### Aim of the task
The data should be duplicated exactly, with every word kept as it is.

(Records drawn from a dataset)

^^^^

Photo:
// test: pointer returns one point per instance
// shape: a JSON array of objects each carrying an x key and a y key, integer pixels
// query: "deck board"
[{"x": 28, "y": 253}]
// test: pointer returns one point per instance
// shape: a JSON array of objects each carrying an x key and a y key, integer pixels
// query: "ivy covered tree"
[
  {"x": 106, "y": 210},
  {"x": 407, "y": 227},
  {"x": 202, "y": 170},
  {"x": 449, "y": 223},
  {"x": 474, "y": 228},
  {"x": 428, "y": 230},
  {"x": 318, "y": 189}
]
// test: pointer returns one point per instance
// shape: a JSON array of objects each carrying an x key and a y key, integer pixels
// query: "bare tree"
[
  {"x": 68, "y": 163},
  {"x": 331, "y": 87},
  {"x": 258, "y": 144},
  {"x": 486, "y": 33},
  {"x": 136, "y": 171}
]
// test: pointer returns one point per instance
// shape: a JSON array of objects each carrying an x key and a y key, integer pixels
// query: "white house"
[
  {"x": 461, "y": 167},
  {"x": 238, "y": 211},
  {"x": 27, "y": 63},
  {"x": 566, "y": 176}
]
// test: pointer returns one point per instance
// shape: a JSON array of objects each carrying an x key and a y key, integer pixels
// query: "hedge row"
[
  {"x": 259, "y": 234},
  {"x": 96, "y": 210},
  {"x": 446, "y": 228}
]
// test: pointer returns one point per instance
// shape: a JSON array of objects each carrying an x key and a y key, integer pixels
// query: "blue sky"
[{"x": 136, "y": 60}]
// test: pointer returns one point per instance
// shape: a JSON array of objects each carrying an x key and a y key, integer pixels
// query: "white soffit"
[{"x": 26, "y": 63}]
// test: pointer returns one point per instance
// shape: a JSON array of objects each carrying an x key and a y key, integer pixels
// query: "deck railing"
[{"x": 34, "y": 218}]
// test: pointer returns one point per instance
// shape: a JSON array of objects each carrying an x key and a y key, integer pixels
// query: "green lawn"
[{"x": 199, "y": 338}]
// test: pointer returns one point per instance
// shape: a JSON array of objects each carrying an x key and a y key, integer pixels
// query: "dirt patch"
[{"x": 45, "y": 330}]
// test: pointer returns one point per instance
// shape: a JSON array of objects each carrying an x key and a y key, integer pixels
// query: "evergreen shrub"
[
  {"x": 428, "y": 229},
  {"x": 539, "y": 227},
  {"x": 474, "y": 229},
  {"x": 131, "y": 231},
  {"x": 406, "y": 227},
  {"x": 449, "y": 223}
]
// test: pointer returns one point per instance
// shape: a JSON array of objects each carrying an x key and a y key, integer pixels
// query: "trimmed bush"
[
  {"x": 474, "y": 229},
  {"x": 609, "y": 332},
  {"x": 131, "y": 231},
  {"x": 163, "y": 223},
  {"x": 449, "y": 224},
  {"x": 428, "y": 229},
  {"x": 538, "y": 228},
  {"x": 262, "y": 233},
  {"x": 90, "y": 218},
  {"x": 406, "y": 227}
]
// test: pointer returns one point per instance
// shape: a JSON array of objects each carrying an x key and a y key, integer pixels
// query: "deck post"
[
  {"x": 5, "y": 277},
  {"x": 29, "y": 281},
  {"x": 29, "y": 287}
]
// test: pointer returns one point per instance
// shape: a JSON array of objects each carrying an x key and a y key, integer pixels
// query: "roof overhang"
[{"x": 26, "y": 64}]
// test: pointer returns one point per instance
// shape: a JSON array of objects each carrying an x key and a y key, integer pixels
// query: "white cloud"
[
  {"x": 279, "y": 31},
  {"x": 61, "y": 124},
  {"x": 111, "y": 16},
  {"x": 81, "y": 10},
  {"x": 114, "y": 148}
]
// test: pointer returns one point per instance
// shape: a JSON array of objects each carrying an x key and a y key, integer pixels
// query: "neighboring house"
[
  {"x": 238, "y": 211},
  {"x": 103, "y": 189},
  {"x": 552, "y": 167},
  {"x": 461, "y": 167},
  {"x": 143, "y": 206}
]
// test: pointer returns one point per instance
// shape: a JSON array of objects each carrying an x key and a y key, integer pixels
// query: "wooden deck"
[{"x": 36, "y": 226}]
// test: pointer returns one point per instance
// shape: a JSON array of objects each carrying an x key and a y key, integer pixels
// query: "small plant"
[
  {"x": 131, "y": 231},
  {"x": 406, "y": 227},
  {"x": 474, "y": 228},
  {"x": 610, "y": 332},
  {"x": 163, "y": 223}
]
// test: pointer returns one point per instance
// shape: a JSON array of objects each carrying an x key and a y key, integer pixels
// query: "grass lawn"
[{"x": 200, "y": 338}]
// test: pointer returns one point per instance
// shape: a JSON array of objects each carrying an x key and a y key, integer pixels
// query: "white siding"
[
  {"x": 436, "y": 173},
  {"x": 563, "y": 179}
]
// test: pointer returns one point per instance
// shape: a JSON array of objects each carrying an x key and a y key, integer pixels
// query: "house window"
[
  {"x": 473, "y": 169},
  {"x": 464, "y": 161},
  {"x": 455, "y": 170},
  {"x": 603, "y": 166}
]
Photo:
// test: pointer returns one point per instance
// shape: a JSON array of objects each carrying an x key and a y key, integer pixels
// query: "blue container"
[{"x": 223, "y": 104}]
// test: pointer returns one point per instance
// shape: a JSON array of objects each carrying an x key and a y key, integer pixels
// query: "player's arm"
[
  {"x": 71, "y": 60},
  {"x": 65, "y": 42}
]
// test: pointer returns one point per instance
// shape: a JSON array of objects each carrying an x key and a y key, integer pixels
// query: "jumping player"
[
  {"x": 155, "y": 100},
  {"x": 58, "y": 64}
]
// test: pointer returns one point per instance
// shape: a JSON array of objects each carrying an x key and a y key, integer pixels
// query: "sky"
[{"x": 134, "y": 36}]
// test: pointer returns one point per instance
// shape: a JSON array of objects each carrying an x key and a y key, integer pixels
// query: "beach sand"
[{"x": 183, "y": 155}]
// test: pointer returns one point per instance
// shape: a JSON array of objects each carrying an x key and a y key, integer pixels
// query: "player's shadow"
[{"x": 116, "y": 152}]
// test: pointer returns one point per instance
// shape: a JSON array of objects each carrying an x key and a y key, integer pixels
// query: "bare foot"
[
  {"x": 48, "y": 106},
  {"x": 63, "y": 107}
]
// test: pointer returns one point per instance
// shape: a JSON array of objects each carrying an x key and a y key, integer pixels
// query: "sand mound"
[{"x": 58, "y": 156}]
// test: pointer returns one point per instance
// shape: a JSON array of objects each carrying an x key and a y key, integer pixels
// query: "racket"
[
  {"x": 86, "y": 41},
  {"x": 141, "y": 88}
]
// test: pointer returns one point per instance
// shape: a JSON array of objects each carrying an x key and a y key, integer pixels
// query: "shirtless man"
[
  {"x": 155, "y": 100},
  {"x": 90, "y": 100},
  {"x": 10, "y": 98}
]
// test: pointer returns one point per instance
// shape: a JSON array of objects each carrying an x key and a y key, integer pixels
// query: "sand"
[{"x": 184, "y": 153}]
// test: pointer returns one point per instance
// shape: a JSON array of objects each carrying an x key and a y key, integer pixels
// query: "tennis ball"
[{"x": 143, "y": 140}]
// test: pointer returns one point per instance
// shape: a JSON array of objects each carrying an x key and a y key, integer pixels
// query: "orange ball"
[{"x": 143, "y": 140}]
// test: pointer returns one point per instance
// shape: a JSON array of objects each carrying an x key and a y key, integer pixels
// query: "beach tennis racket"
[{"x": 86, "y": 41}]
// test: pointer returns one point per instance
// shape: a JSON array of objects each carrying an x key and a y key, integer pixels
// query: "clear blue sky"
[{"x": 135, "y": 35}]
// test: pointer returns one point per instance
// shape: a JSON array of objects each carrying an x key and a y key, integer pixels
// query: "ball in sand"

^^^^

### Written answer
Photo:
// test: pointer returns one point per instance
// shape: a JSON array of objects each carrying an x key and a y key, integer pixels
// query: "deck board"
[{"x": 28, "y": 253}]
// test: pointer returns one point per instance
// shape: a JSON array of objects each carrying an x key and a y key, integer pixels
// query: "ivy covered tree"
[
  {"x": 106, "y": 210},
  {"x": 407, "y": 227},
  {"x": 202, "y": 170},
  {"x": 449, "y": 223},
  {"x": 474, "y": 228},
  {"x": 428, "y": 230},
  {"x": 318, "y": 189}
]
// test: pointer returns one point per instance
// shape: a JSON array of objects each carrying an x key and a y key, integer pixels
// query: "bare tree"
[
  {"x": 68, "y": 163},
  {"x": 331, "y": 87},
  {"x": 258, "y": 144},
  {"x": 486, "y": 33},
  {"x": 136, "y": 171}
]
// test: pointer returns one point per instance
// shape: a JSON array of objects each carrying an x key and a y key, integer pixels
// query: "white house"
[
  {"x": 461, "y": 167},
  {"x": 238, "y": 211},
  {"x": 27, "y": 63},
  {"x": 566, "y": 176}
]
// test: pointer returns one point per instance
// shape: a JSON array of objects each carrying an x key and a y key, integer pixels
// query: "hedge row"
[
  {"x": 259, "y": 234},
  {"x": 96, "y": 210},
  {"x": 446, "y": 228}
]
// test: pointer returns one point per instance
// shape: a JSON array of objects each carrying an x key and a y key, integer pixels
// query: "blue sky"
[{"x": 136, "y": 60}]
// test: pointer returns one point per instance
// shape: a JSON array of objects each carrying an x key and a y key, integer pixels
// query: "white soffit"
[{"x": 26, "y": 63}]
// test: pointer returns one point per instance
// shape: a JSON array of objects each carrying an x key and a y key, integer pixels
// query: "deck railing"
[{"x": 34, "y": 218}]
// test: pointer returns one point per instance
// shape: a JSON array of objects each carrying an x key and a y key, integer pixels
// query: "green lawn"
[{"x": 199, "y": 338}]
// test: pointer returns one point per instance
// shape: a JSON array of objects each carrying an x key and a y key, integer pixels
// query: "dirt patch"
[{"x": 45, "y": 330}]
// test: pointer returns one point per instance
// shape: a JSON array of objects each carrying an x key and a y key, integer pixels
// query: "evergreen shrub"
[
  {"x": 428, "y": 229},
  {"x": 539, "y": 227},
  {"x": 474, "y": 229},
  {"x": 131, "y": 231},
  {"x": 406, "y": 227},
  {"x": 449, "y": 223}
]
// test: pointer returns one point per instance
// shape: a JSON array of objects each carrying an x key and a y key, integer pixels
// query: "trimmed bush"
[
  {"x": 474, "y": 229},
  {"x": 609, "y": 332},
  {"x": 131, "y": 231},
  {"x": 163, "y": 223},
  {"x": 449, "y": 224},
  {"x": 428, "y": 229},
  {"x": 538, "y": 228},
  {"x": 262, "y": 233},
  {"x": 90, "y": 218},
  {"x": 406, "y": 227}
]
// test: pointer returns one point per instance
// shape: a JSON array of objects each carrying an x key and a y key, integer pixels
// query: "deck post"
[
  {"x": 5, "y": 277},
  {"x": 29, "y": 281},
  {"x": 29, "y": 287}
]
// test: pointer returns one point per instance
// shape: a JSON array of objects each carrying an x key and a y key, integer pixels
// query: "roof overhang"
[{"x": 26, "y": 64}]
// test: pointer returns one point per instance
// shape: a JSON array of objects each carrying an x key and a y key, integer pixels
// query: "white cloud"
[
  {"x": 279, "y": 31},
  {"x": 61, "y": 124},
  {"x": 111, "y": 16},
  {"x": 81, "y": 10},
  {"x": 114, "y": 148}
]
// test: pointer returns one point per instance
// shape: a JSON array of objects each carrying an x key and a y key, integer pixels
// query: "neighboring house"
[
  {"x": 238, "y": 211},
  {"x": 103, "y": 189},
  {"x": 552, "y": 167},
  {"x": 461, "y": 167},
  {"x": 143, "y": 206}
]
// test: pointer returns one point per instance
// shape: a JSON array of objects each carrying an x key and a y key, integer pixels
// query: "wooden deck"
[{"x": 36, "y": 226}]
// test: pointer returns one point per instance
// shape: a JSON array of objects each carrying an x key and a y key, integer pixels
// query: "small plant"
[
  {"x": 131, "y": 231},
  {"x": 406, "y": 227},
  {"x": 474, "y": 228},
  {"x": 610, "y": 332},
  {"x": 163, "y": 223}
]
// test: pointer returns one point per instance
// shape: a JSON array of objects each carrying an x key and a y key, integer pixels
// query: "grass lawn"
[{"x": 200, "y": 338}]
// test: pointer returns one point per instance
// shape: a JSON array of objects each carrying an x key and a y key, integer pixels
// query: "white siding"
[
  {"x": 436, "y": 173},
  {"x": 563, "y": 179}
]
// test: pointer returns one point per instance
// shape: a JSON array of objects each carrying an x key and a y key, integer pixels
// query: "house window"
[
  {"x": 473, "y": 169},
  {"x": 464, "y": 161},
  {"x": 455, "y": 170},
  {"x": 603, "y": 166}
]
Photo:
// test: pointer returns one point per instance
// shape: a JSON array of objects each carrying an x key and a y key, integer pixels
// query: "blue container"
[{"x": 223, "y": 104}]
// test: pointer returns one point per instance
// shape: a JSON array of objects each carrying an x key and a y key, integer pixels
// query: "player's arm"
[
  {"x": 71, "y": 60},
  {"x": 65, "y": 42}
]
// test: pointer returns one point per instance
// shape: a JSON array of objects each carrying an x key and a y key, integer pixels
// query: "jumping player"
[
  {"x": 155, "y": 100},
  {"x": 58, "y": 64}
]
// test: pointer returns one point per instance
// shape: a JSON array of objects each carrying an x key and a y key, integer pixels
// query: "sky"
[{"x": 134, "y": 36}]
// test: pointer returns one point per instance
// shape: a JSON array of objects each carrying an x key and a y key, integer pixels
// query: "beach sand"
[{"x": 183, "y": 155}]
// test: pointer returns one point per instance
// shape: a JSON array of objects each carrying an x key and a y key, integer pixels
// query: "player's shadow"
[{"x": 116, "y": 152}]
// test: pointer returns one point per instance
// shape: a JSON array of objects each carrying an x key and a y key, integer pixels
// query: "bare foot"
[
  {"x": 48, "y": 106},
  {"x": 63, "y": 107}
]
// test: pointer returns one point per instance
// shape: a JSON array of objects each carrying an x key and a y key, integer pixels
// query: "sand mound"
[{"x": 58, "y": 156}]
// test: pointer returns one point per instance
// shape: a JSON array of objects each carrying an x key and a y key, integer pixels
// query: "racket"
[
  {"x": 86, "y": 41},
  {"x": 141, "y": 88}
]
// test: pointer returns one point per instance
// shape: a JSON array of objects each carrying an x key and a y key, integer pixels
// query: "shirtless man"
[
  {"x": 155, "y": 100},
  {"x": 90, "y": 100},
  {"x": 10, "y": 98}
]
// test: pointer returns one point per instance
// shape: a JSON array of objects each carrying an x key and a y key, integer pixels
// query: "sand"
[{"x": 184, "y": 153}]
// test: pointer returns one point per instance
// shape: a JSON array of objects each carrying an x key and a y key, integer pixels
// query: "tennis ball"
[{"x": 143, "y": 140}]
// test: pointer returns one point per instance
// shape: a JSON array of objects each carrying an x key and a y key, integer pixels
// query: "orange ball"
[{"x": 143, "y": 140}]
// test: pointer returns one point per instance
// shape: a JSON array of objects each carrying an x key and a y key, integer pixels
// query: "beach tennis racket"
[{"x": 86, "y": 41}]
// test: pointer returns one point per instance
// shape: a JSON array of objects each carrying an x key and a y key, integer pixels
// query: "clear blue sky"
[{"x": 135, "y": 35}]
// test: pointer returns one point per instance
// shape: a JSON array of objects each carrying an x key and a y key, integer pixels
// query: "ball in sand"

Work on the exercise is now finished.